Listed entries »
>>>>

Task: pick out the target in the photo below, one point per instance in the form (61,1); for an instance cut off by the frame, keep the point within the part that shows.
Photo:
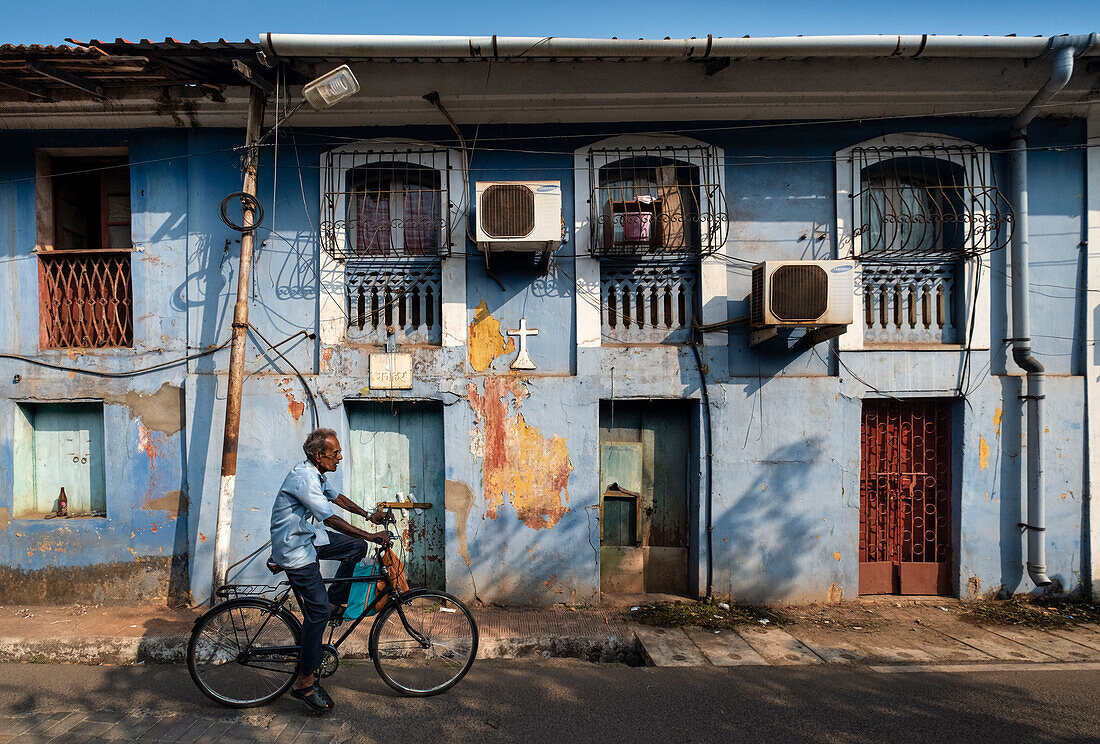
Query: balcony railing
(910,304)
(403,301)
(648,302)
(86,299)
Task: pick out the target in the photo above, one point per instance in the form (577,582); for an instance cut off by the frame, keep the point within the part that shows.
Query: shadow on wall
(766,534)
(513,564)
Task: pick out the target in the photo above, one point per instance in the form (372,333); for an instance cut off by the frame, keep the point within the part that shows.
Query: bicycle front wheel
(243,653)
(432,653)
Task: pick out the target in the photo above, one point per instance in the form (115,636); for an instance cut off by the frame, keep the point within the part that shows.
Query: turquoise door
(396,453)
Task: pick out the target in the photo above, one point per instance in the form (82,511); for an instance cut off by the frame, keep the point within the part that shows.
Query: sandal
(315,697)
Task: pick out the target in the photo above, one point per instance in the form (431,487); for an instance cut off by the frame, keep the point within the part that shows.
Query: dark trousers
(309,588)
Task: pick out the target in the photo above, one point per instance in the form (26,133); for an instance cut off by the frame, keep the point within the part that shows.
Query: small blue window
(59,446)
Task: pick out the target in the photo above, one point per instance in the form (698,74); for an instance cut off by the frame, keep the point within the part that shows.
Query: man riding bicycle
(297,546)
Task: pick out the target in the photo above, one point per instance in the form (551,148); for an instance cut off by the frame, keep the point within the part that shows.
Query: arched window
(920,214)
(656,209)
(386,226)
(395,209)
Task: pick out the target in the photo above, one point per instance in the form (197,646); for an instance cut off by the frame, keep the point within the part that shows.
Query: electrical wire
(130,373)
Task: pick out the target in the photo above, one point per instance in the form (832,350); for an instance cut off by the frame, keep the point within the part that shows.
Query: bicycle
(243,652)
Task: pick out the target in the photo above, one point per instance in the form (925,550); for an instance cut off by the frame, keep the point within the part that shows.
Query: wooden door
(646,459)
(396,453)
(904,498)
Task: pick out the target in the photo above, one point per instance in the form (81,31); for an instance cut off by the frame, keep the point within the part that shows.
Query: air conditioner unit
(802,293)
(518,215)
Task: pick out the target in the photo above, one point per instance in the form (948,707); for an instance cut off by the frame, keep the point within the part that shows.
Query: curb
(173,649)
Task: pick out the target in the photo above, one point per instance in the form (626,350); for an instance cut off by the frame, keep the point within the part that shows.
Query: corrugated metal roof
(99,68)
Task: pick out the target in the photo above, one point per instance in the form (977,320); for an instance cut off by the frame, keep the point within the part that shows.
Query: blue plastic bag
(363,593)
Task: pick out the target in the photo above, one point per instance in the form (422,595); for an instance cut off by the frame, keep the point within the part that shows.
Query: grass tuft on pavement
(1029,611)
(703,614)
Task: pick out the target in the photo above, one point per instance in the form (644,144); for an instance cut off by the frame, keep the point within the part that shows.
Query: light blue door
(396,453)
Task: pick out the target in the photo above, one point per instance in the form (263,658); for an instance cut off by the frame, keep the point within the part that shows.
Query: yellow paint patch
(486,342)
(982,452)
(518,462)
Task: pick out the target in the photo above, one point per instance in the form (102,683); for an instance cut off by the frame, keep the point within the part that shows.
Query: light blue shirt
(305,493)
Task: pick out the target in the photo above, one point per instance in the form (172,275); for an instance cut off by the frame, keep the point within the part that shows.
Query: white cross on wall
(523,359)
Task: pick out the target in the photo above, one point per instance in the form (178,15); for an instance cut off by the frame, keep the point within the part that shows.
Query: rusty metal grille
(930,204)
(508,210)
(86,299)
(799,293)
(403,302)
(904,496)
(657,200)
(386,204)
(648,302)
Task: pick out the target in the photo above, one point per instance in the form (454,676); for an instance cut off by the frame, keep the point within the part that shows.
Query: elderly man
(297,546)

<<<<

What to work on » From the entries above, output every line exactly and omit any image.

Output for this exercise »
Task: pick out the target in the photo below, one point per instance in the form (61,1); for an instance cut off by the frame, keep the point within the part that shows.
Photo:
Query: balcony railing
(910,304)
(403,301)
(648,302)
(86,299)
Task: pick out the target in the photo above, one point per instance in the form (577,582); for an instance cut off by the frame, keep the point within the part that shows.
Query: shadow on wall
(766,534)
(513,564)
Task: pick out the target in the photo above, one point per instance in the form (372,333); for an instance cut off by the frame, keep the point within the part that shows.
Query: bicycle front wheel
(243,653)
(432,653)
Task: pick out the target in the photo above, one point per instance in the form (115,636); for an instance cut off by the frame, keep the point within the part that shows.
Query: turquoise door
(396,453)
Task: pick out the target in the photo above, one point per instance in the form (82,511); for an instance cut off by the frame, keep the point within the part that shows.
Query: sandal
(315,697)
Task: pick out the target in the photo above, one point per instance in the form (431,487); for an instance cut off by the frame, keep the point within the part that shows.
Query: dark trousers
(309,588)
Task: pick out the target in the photo above, one point per instance in the form (26,133); for an instance cut off by the frame, keep the point within the part that shows.
Query: small blue window
(59,446)
Task: pick out the target in the photo above, one point per instance in the form (698,74); for an instance cut off by the frame, keep the point within the part that shows.
Query: man riding bicycle
(297,546)
Task: pick out the target in the photo above, one point per instance in the form (551,148); for an instance cut off by the frame, keep the point within the part that shows.
Query: arched window
(920,214)
(656,209)
(386,226)
(395,209)
Task: pick out the target in the photo above, one point per instance in the form (197,646); for an instance cut off by the frame, keep the point within the part that shows.
Query: electrical wire
(130,373)
Task: pick out the target in the photo above, one point per instance in the form (832,350); for an instance cut off by the frame, keep the point within the part that shows.
Query: bicycle
(243,652)
Task: pick out the target in the photo above, one point per instance in the form (925,550); for an instance cut off by the frame, keep the point within the part that shows.
Query: wooden door
(646,459)
(396,453)
(904,498)
Task: pick out the target in the photo above, one point per instance in the form (81,31); for an instance cut off by the frame, keep the point within the part that shows.
Query: air conditioner unit
(802,293)
(518,215)
Task: pick out the target in the photo above, one point per instance in the form (948,707); for an instance cut off by the frame, keep the point within the part that shows.
Query: curb
(173,649)
Task: pick out the target in the photo above, one point per instance in the form (626,350); for an instance cut off by the frame, keep the point within the part that shows.
Query: corrugated metal roof
(99,68)
Task: pick out the target in the photo above, one point per instance in the form (977,320); for an instance cut off by the frame, keep the point within the part that shows.
Query: blue plastic bag
(363,593)
Task: pick out the target in the photo above, one point per instance in the form (422,595); for an instance cut off by the frame, keep the point within the part that shows.
Query: grass tuft on pavement
(1029,611)
(703,614)
Task: pick out the target in the photo above, one point per instance in the form (644,144); for an instance cut off by the frame, keep the point within the part that shows.
Query: light blue door
(396,453)
Task: pick out the target in the photo above, one point per instance in the form (263,658); for an instance cut off by the frame, keep the point within the part that shows.
Query: yellow paint patch
(486,342)
(982,452)
(518,462)
Task: pick out the target in the photo above, one point per instance in the form (102,683); for an instance cut off by the frame, keep the point within the part that shows.
Query: light blue shirt
(305,493)
Task: pick out the target in the photo above, one point per instance in the form (172,275); for an instance cut off by the frame, keep the point within the part that shows.
Query: white cross on wall
(523,359)
Task: pick out the target in the photo above, one point per instance in the form (178,15); for an instance cut off by the frame, keep the point within the part that shows.
Query: rusty metal grille
(930,204)
(508,210)
(86,299)
(799,293)
(403,302)
(904,496)
(657,200)
(386,204)
(648,302)
Task: pick out the target in the photo above, one point per instance in the form (454,676); for an instance cut off by the frame, keep the point within the part that shows.
Query: elderly man
(297,546)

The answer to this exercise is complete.